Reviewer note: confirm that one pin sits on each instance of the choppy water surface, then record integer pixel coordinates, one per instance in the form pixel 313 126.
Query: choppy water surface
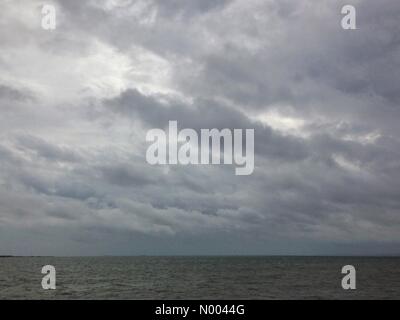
pixel 200 278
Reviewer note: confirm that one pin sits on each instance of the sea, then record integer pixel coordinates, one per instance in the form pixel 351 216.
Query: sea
pixel 200 277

━━━━━━━━━━━━━━━━━━━━━━━━━━━━━━

Extract every line of the records above word for word, leaving the pictures out of your answer.

**Result for this task:**
Reviewer note: confirm that one pin sits on each instance of the choppy water surface, then record integer pixel coordinates, one per instance in the form pixel 313 126.
Query: choppy water surface
pixel 200 278
Reviewer note: confirm that one pin sits on each instance of the sea, then record integer pixel coordinates, one per instance in the form pixel 351 216.
Query: sea
pixel 200 277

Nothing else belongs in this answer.